- **STATED GOAL 1**
Could you update the records from the line with "point_to MUST place one pin on each instance of the thumb" through the end of the records by replacing "MUST" with "should", leaving everything else unchanged, and give back only those lines?

2018-04-03 Thread James Richters
I am trying to figure out how I can remove the last line of a text file to 
replace it with a new one.  I can do this with typed files with seek... but I 
am confused on how I could do this with just a text file.

If I use:

Var Myfile: Text;
   Mydata:String;

 Assign(myfile,'test.txt');
 append(myfile);
 Writeln(myfile,'New Line'+mydata);
 Close(myfile);
I can write to the end of the file, but I can't use seek to go to the end of 
the file minus one line.

If I try 
Var Myfile: file of Text;
   Mydata:String;

 Assign(myfile,'test.txt');
 Reset(myfile);
 Seek(myfile,FILESIZE(myfile)-1);
 Writeln(myfile,'New Line'+mydata);
 Close(myfile);
I cannot use writeln with typed files 

so I tried with write...

(Saved data entries)
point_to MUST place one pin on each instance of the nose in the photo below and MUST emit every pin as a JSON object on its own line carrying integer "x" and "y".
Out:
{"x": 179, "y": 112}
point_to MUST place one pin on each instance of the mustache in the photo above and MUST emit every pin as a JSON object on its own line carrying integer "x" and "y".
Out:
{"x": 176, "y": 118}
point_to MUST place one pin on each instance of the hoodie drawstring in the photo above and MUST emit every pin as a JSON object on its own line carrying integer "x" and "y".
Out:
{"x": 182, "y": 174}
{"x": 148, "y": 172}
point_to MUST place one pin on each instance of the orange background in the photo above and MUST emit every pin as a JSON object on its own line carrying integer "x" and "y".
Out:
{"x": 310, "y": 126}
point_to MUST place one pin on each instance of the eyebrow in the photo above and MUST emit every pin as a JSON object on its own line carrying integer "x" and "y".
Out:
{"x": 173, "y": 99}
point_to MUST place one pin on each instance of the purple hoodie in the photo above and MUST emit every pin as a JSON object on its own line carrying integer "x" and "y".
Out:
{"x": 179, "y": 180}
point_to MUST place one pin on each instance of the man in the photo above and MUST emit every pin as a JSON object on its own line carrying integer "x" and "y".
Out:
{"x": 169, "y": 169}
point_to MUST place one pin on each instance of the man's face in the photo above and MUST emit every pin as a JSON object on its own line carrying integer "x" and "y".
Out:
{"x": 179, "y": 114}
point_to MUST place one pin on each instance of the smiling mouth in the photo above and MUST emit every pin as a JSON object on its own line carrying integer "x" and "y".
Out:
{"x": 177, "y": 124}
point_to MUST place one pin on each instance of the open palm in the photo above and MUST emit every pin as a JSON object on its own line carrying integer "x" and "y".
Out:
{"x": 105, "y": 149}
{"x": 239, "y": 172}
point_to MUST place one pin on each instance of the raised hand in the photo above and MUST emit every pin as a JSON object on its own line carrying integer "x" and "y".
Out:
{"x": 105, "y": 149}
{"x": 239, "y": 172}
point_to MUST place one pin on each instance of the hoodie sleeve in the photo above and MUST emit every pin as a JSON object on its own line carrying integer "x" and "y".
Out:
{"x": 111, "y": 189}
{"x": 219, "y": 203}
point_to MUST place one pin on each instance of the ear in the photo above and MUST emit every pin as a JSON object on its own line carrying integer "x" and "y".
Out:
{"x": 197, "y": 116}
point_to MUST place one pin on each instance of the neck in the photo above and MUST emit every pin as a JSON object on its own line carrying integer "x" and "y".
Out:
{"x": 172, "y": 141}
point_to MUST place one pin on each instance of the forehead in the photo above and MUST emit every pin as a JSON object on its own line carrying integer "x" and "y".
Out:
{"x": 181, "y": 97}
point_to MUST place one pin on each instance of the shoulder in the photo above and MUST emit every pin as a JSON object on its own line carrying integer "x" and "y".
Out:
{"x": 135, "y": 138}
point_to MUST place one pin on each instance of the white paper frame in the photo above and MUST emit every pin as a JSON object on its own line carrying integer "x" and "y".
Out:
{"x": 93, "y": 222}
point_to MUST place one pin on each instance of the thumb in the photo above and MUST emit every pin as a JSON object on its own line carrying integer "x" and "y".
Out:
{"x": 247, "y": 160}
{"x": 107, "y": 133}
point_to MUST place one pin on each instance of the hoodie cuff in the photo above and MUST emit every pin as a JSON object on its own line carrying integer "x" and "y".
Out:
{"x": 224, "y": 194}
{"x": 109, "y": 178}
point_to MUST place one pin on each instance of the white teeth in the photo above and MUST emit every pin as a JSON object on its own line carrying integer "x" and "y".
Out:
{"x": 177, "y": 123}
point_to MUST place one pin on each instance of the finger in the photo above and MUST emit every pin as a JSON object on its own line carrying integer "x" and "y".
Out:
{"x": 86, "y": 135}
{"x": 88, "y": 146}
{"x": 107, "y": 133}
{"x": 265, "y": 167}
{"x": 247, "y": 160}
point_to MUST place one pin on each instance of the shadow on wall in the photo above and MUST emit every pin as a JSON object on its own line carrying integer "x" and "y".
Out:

- **STATED GOAL 2**
In the thread about replacing the last line of a text file, what does the writer say cannot be used with typed files?

- **WORKED SOLUTION 1**
point_to should place one pin on each instance of the thumb in the photo above and should emit every pin as a JSON object on its own line carrying integer "x" and "y".
Out:
{"x": 247, "y": 160}
{"x": 107, "y": 133}
point_to should place one pin on each instance of the hoodie cuff in the photo above and should emit every pin as a JSON object on its own line carrying integer "x" and "y".
Out:
{"x": 224, "y": 194}
{"x": 109, "y": 178}
point_to should place one pin on each instance of the white teeth in the photo above and should emit every pin as a JSON object on its own line carrying integer "x" and "y".
Out:
{"x": 177, "y": 123}
point_to should place one pin on each instance of the finger in the photo above and should emit every pin as a JSON object on its own line carrying integer "x" and "y".
Out:
{"x": 86, "y": 135}
{"x": 88, "y": 146}
{"x": 107, "y": 133}
{"x": 265, "y": 167}
{"x": 247, "y": 160}
point_to should place one pin on each instance of the shadow on wall in the photo above and should emit every pin as a JSON object on its own line carrying integer "x" and "y".
Out:

- **WORKED SOLUTION 2**
Writeln cannot be used with typed files.